TASK STATEMENT » Every record below should be written out exactly; pictures stay out.

MATERIAL FOR THIS EXERCISE »
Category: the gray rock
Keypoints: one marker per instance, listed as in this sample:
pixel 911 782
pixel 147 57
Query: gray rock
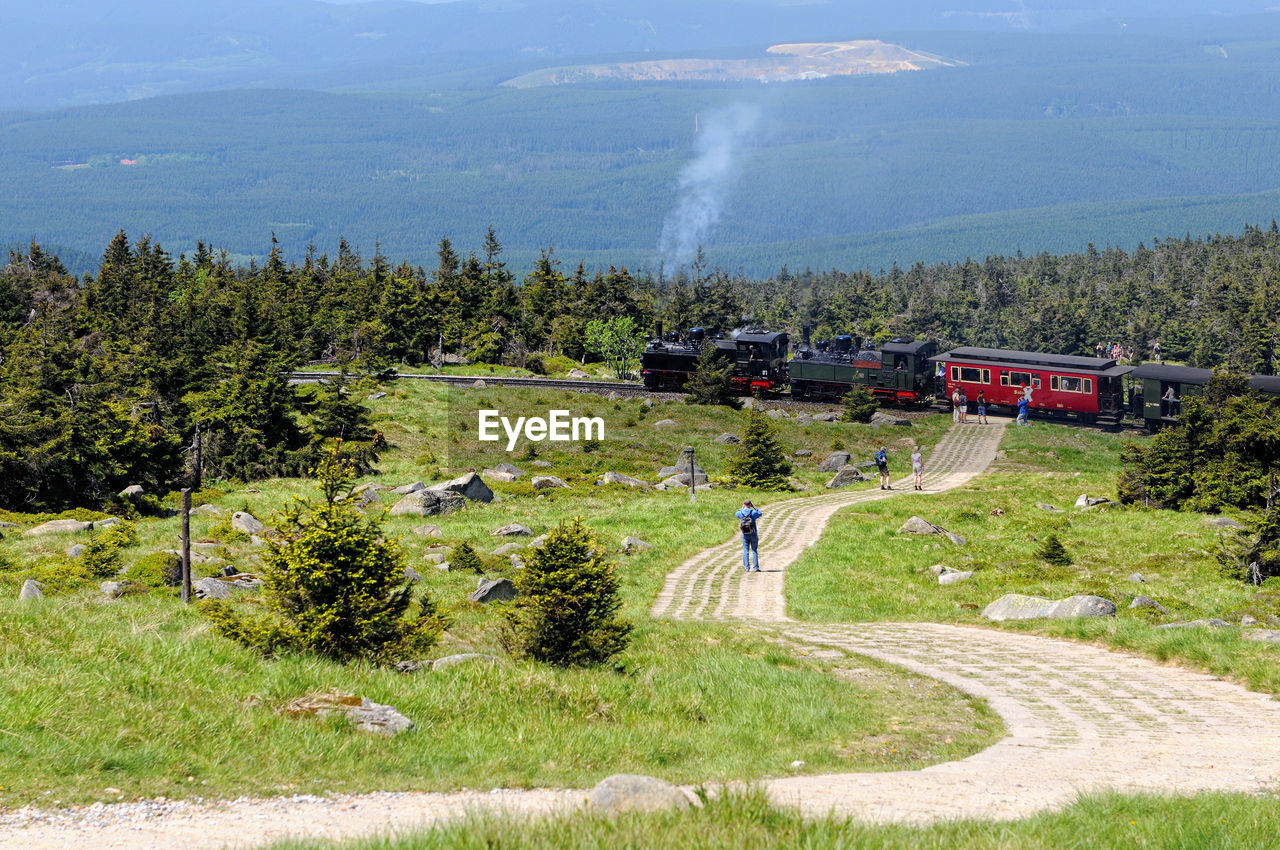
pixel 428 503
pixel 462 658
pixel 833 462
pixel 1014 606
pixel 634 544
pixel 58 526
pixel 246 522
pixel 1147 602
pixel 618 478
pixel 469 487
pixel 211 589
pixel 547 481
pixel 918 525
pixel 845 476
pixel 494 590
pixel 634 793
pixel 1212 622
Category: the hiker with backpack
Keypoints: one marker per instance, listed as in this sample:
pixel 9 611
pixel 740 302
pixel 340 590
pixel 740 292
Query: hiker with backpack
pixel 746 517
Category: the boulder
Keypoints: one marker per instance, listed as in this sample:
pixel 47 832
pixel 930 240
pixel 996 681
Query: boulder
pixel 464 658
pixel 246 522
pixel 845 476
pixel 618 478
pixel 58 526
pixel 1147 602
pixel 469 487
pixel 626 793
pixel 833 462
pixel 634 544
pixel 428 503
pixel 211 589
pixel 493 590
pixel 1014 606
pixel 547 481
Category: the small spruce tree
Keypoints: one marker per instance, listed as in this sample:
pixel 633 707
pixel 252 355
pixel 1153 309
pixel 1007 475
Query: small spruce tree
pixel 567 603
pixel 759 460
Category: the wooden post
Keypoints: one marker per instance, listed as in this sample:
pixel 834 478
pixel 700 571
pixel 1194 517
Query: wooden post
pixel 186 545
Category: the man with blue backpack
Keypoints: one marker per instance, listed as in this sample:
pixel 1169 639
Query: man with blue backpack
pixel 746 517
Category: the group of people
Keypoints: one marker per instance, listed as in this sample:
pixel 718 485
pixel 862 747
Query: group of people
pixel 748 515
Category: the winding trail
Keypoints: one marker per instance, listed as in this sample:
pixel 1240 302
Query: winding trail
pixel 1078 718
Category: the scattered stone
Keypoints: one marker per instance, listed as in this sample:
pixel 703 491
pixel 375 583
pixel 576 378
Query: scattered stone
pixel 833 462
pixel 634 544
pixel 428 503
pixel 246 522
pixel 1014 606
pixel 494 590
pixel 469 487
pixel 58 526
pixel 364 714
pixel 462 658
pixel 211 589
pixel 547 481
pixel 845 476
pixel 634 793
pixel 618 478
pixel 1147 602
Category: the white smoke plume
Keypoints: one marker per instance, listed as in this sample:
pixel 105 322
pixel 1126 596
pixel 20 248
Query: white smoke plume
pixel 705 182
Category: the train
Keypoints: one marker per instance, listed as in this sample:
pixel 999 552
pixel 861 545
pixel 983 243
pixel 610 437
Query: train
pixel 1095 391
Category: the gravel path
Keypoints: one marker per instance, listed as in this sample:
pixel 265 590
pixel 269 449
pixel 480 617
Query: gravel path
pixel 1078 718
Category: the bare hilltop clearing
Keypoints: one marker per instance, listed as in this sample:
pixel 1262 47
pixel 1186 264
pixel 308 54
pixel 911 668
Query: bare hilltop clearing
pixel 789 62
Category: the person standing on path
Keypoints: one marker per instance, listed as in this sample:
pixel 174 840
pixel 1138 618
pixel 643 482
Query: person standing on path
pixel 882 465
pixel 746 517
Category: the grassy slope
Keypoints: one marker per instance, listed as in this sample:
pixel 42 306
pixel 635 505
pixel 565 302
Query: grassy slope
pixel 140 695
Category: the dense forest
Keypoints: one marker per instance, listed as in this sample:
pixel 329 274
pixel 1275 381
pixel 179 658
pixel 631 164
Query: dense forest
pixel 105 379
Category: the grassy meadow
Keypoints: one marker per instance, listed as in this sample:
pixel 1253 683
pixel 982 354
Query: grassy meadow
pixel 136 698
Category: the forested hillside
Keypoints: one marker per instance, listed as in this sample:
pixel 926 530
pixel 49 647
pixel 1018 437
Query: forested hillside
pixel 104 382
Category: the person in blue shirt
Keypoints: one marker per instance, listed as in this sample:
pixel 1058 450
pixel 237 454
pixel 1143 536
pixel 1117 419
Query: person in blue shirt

ANSWER SPACE »
Category: the gray rock
Keypoints: one marker per instance, listed as in this sample:
pixel 911 782
pixel 147 57
Query: gray rock
pixel 428 503
pixel 462 658
pixel 833 462
pixel 1014 606
pixel 634 544
pixel 58 526
pixel 246 522
pixel 1147 602
pixel 618 478
pixel 469 487
pixel 211 589
pixel 547 481
pixel 918 525
pixel 845 476
pixel 494 590
pixel 634 793
pixel 1212 622
Category: the hiker with backpack
Keypoints: one marker per instance, listed as in this sample:
pixel 9 611
pixel 740 302
pixel 340 590
pixel 740 292
Query: hiker with backpack
pixel 746 517
Category: the boulder
Keypoints: one marker per instance, listed as in this sample:
pixel 47 832
pixel 930 240
pixel 996 681
Query: boulder
pixel 464 658
pixel 246 522
pixel 845 476
pixel 618 478
pixel 58 526
pixel 1147 602
pixel 469 487
pixel 626 793
pixel 833 462
pixel 634 544
pixel 428 503
pixel 211 589
pixel 493 590
pixel 1014 606
pixel 547 481
Category: the small spruce tree
Keypoints: one marker per instance, listed as in this sample:
pixel 633 707
pixel 252 355
pixel 1153 309
pixel 1007 475
Query: small spruce tree
pixel 567 603
pixel 759 460
Category: the wooden post
Keypoints: one marker per instance, listed as in this sample:
pixel 834 478
pixel 700 571
pixel 1194 517
Query: wooden post
pixel 186 545
Category: the man with blue backpack
Keypoints: one marker per instance, listed as in this sample:
pixel 1169 639
Query: man with blue backpack
pixel 746 517
Category: the group of people
Keypoints: one marker per instance, listed as in this sample:
pixel 718 485
pixel 862 747
Query: group of people
pixel 748 515
Category: the winding trail
Keypoints: one marker per instance, listed as in this sample:
pixel 1240 302
Query: winding trail
pixel 1078 718
Category: the scattered stone
Keypoints: one marker per instance, listed as in this sample:
pixel 703 491
pixel 375 583
pixel 576 378
Query: scattered stone
pixel 833 462
pixel 634 544
pixel 428 503
pixel 246 522
pixel 1014 606
pixel 494 590
pixel 469 487
pixel 58 526
pixel 364 714
pixel 462 658
pixel 211 589
pixel 547 481
pixel 845 476
pixel 634 793
pixel 618 478
pixel 1147 602
Category: the white smoke plume
Keypoints: one marker per instance, listed as in this sample:
pixel 105 322
pixel 1126 596
pixel 20 248
Query: white smoke plume
pixel 705 182
Category: the train
Keypoints: one marker per instance, listed as in this sample:
pixel 999 552
pixel 861 545
pixel 983 243
pixel 610 437
Query: train
pixel 1095 391
Category: the gravel path
Keypoints: one marker per instance, listed as in this sample:
pixel 265 590
pixel 269 449
pixel 480 617
Query: gravel path
pixel 1078 718
Category: the bare hilltop clearing
Keypoints: one marker per instance, listed as in this sample:
pixel 1262 47
pixel 1186 264
pixel 308 54
pixel 911 668
Query: bare hilltop clearing
pixel 789 62
Category: the person standing on path
Keypoints: one marker per instance, listed as in this sample:
pixel 174 840
pixel 1138 618
pixel 643 482
Query: person standing on path
pixel 882 465
pixel 746 517
Category: the grassy slope
Keypoints: one marker per instance, listed as in this sample:
pixel 42 306
pixel 635 505
pixel 565 302
Query: grassy slope
pixel 140 695
Category: the dense forest
Keypoints: one marker per instance, listed as in this sample:
pixel 329 274
pixel 1275 381
pixel 179 658
pixel 631 164
Query: dense forest
pixel 105 379
Category: the grassy meadow
Keypoints: one marker per instance, listed as in this sample:
pixel 1253 683
pixel 982 354
Query: grassy meadow
pixel 136 698
Category: the forested hillside
Keypoints: one marker per instance, listed as in this sample:
pixel 926 530
pixel 49 647
pixel 1018 437
Query: forested hillside
pixel 104 382
Category: the person in blue shirt
Keypoints: one marker per instance, listed as in this sample:
pixel 1058 450
pixel 237 454
pixel 1143 536
pixel 1117 419
Query: person in blue shirt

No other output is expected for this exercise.